start Dataset rows

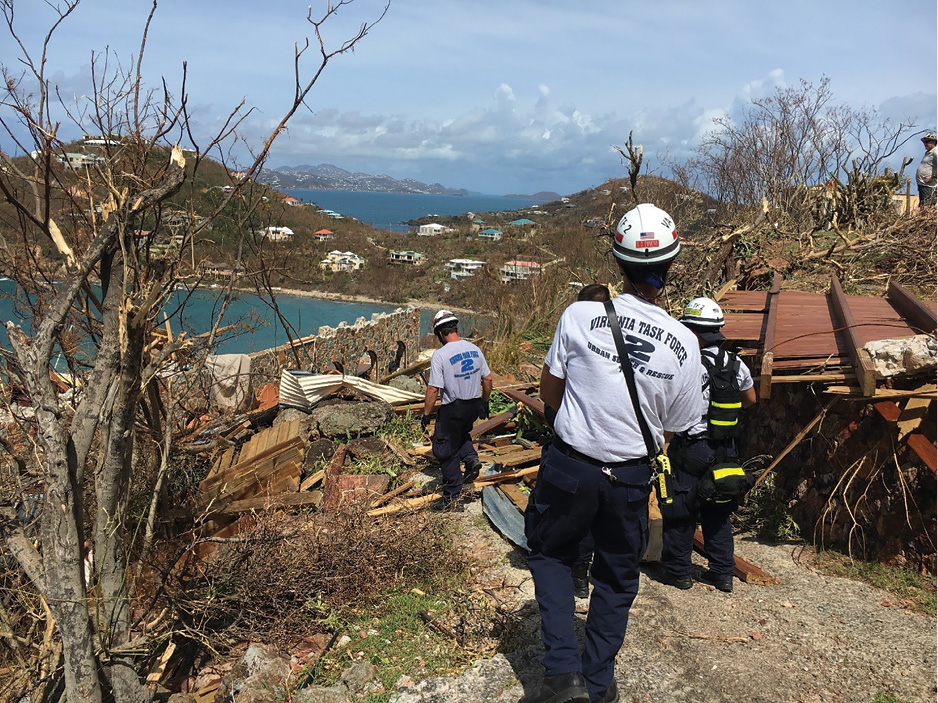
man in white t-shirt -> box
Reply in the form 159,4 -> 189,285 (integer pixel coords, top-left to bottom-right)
522,203 -> 701,703
659,298 -> 756,593
915,132 -> 938,207
420,310 -> 492,510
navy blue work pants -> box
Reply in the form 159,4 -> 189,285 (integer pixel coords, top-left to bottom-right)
524,445 -> 651,700
433,398 -> 482,499
658,437 -> 739,578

end Dataset rows

What to work on:
Reproduce every line above, requests included, with each pixel coordinate in the answers offset by 95, and omit the pictures. The numbers in the requests, including those in the reply format, stay unchanged.

Written response:
man in white t-shirt -> box
Reply in the form 159,4 -> 189,285 (integer pixel coords, top-left to bottom-right)
617,298 -> 796,798
754,393 -> 851,688
1010,227 -> 1033,302
515,405 -> 587,605
navy blue work pants -> box
Reply in the form 159,4 -> 189,285 (integer pixel coords, top-left to bottom-right)
619,540 -> 746,795
528,493 -> 577,594
753,532 -> 834,673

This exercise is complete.